How many lines in the rows below contain the string "striped" with its letters in the same case? Reply with the number alone.

Records for processing »
** begin **

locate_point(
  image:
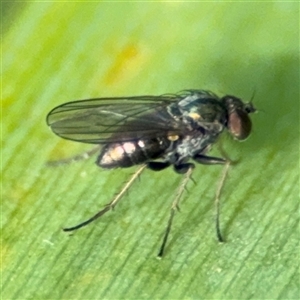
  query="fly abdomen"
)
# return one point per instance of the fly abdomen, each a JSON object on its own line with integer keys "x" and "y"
{"x": 127, "y": 154}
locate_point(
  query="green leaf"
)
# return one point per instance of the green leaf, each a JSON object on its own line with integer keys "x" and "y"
{"x": 54, "y": 52}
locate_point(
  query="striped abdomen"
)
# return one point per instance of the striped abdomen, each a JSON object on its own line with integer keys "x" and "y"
{"x": 127, "y": 154}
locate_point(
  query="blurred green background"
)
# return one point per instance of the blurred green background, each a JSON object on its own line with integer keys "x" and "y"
{"x": 54, "y": 52}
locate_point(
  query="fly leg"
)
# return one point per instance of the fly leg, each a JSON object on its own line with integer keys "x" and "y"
{"x": 211, "y": 160}
{"x": 78, "y": 157}
{"x": 112, "y": 204}
{"x": 157, "y": 165}
{"x": 187, "y": 169}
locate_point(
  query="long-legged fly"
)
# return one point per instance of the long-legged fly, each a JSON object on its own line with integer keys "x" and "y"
{"x": 154, "y": 132}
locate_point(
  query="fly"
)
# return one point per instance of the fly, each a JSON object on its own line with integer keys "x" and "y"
{"x": 154, "y": 132}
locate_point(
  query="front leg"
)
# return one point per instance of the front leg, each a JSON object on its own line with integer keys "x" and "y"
{"x": 209, "y": 160}
{"x": 157, "y": 165}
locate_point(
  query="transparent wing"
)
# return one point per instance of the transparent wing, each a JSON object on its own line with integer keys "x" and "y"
{"x": 104, "y": 120}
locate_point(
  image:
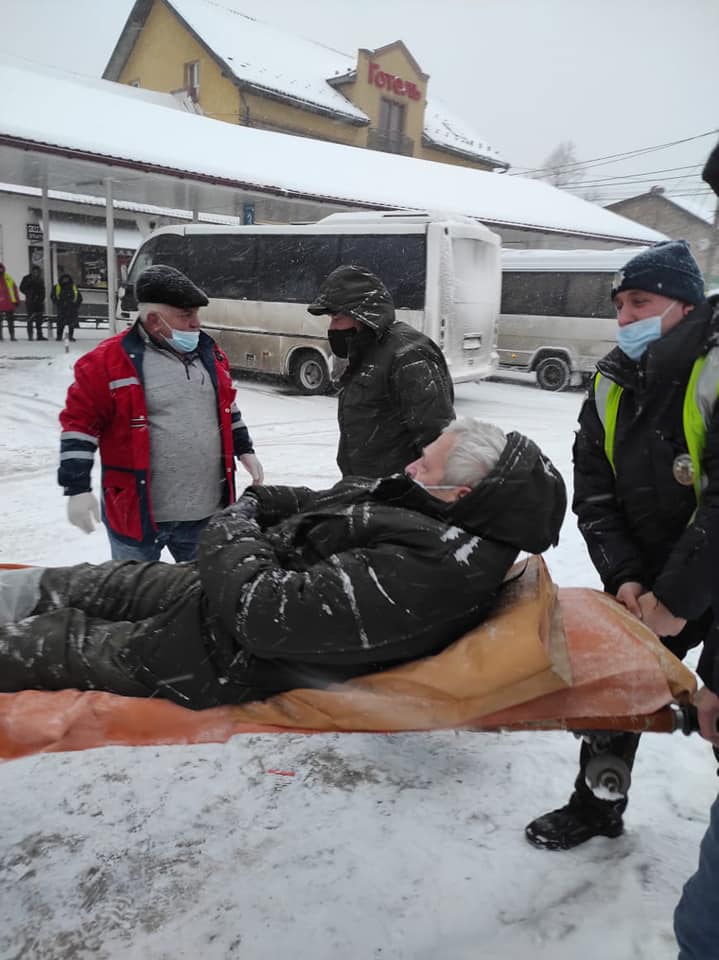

** end **

In response » 2